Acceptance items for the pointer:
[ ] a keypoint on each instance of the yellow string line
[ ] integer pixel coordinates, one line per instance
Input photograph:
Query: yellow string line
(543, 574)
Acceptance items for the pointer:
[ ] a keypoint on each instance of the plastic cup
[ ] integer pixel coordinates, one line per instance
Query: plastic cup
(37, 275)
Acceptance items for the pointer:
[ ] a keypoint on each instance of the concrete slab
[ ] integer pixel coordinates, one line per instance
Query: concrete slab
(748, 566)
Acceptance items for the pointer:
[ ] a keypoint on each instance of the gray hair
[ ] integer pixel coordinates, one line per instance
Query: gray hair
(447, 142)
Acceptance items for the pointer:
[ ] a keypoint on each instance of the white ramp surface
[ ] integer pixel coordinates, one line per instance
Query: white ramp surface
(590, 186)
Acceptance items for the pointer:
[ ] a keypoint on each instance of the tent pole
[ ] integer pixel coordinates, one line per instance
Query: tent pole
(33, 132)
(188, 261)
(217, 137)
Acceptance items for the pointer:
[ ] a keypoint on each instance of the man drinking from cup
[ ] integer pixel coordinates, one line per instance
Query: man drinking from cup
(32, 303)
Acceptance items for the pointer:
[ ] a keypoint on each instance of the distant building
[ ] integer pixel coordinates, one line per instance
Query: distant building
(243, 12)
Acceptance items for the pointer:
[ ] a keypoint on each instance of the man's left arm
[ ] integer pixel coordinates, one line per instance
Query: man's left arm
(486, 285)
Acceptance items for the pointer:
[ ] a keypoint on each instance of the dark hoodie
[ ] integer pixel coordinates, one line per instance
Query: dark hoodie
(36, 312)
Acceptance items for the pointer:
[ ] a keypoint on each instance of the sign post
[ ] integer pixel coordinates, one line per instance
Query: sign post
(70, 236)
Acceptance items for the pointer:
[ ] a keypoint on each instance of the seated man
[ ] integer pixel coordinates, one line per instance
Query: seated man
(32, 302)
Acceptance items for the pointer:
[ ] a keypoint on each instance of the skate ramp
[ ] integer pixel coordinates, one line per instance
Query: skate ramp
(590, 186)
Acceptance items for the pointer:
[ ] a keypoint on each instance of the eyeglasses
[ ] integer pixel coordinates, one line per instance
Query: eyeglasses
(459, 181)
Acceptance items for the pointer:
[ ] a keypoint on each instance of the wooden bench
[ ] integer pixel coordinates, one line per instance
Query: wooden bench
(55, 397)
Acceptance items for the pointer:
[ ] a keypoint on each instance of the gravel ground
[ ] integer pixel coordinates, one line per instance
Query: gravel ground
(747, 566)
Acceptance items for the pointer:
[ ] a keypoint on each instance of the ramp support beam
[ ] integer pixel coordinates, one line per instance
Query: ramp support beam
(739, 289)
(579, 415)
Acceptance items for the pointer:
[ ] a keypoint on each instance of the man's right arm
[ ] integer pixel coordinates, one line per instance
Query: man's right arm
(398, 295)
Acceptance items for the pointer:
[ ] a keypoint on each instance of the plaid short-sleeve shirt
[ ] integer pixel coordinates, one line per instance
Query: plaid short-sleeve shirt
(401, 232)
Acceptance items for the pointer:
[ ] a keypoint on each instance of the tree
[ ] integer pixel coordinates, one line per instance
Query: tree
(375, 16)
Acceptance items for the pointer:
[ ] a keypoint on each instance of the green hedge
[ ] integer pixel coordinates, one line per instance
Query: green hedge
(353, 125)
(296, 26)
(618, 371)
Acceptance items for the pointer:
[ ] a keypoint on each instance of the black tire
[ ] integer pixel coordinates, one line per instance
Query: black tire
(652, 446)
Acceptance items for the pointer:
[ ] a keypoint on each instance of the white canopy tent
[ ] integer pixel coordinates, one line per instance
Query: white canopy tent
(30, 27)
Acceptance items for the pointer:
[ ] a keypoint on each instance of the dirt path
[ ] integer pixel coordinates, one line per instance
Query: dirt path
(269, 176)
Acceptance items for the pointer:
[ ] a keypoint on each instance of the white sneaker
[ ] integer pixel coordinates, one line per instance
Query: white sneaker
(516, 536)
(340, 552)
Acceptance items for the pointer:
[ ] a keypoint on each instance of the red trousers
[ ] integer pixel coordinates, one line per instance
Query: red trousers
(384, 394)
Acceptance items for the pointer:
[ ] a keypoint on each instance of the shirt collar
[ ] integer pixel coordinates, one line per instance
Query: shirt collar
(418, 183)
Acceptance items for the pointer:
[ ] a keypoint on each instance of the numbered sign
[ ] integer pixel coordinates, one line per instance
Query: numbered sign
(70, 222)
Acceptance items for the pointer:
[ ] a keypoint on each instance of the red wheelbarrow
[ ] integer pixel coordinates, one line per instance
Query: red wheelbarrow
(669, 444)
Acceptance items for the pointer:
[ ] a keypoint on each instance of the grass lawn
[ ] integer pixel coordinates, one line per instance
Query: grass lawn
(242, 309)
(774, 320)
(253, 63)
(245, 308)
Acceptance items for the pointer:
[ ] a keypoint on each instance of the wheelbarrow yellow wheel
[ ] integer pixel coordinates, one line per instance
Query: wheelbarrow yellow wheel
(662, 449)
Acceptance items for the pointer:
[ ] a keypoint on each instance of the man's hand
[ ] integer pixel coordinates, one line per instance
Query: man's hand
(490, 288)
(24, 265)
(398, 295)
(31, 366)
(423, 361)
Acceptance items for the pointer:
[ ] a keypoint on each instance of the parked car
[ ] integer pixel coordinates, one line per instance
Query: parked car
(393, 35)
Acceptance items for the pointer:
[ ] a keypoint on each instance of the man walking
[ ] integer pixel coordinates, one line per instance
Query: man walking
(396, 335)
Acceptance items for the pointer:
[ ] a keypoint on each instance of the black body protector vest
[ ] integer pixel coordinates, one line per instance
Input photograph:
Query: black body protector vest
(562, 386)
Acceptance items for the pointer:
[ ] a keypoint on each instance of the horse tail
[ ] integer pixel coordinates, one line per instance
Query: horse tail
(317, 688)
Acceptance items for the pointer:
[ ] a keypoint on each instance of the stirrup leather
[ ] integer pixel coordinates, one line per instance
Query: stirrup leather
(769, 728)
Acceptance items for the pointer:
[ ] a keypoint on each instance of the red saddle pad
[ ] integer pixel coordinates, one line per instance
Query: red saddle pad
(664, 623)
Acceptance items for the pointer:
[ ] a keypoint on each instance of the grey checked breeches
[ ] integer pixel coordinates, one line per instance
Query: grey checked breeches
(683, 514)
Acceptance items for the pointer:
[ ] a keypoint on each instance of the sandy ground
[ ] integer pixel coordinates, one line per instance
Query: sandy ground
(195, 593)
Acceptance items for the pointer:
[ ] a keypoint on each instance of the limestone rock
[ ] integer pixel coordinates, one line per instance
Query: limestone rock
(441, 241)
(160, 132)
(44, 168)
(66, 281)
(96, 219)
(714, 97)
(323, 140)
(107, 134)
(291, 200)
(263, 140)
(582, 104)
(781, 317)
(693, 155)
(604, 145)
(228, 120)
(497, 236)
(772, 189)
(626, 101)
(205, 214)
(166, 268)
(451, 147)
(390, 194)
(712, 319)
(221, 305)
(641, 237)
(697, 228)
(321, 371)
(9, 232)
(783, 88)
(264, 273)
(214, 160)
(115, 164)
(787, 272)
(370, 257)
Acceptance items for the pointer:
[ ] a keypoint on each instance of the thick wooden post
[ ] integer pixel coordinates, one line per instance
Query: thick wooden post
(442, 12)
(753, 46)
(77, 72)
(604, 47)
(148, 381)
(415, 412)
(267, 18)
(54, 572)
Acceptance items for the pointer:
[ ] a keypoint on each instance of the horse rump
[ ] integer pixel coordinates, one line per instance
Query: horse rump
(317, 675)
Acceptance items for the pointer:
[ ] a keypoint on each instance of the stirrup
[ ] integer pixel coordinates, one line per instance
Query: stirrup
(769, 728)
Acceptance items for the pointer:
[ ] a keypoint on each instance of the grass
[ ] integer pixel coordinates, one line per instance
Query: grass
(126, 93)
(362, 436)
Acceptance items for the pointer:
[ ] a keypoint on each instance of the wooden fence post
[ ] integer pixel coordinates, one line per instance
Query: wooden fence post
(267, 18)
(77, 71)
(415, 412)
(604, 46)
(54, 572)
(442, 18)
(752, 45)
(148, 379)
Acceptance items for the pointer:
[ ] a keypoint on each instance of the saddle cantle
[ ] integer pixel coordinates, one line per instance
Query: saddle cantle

__Exercise details__. Pick out every line in the material that contains the word "gravel" and copy each one.

__Response below__.
[ ] a keypoint on each instance of the gravel ground
Query: gravel ground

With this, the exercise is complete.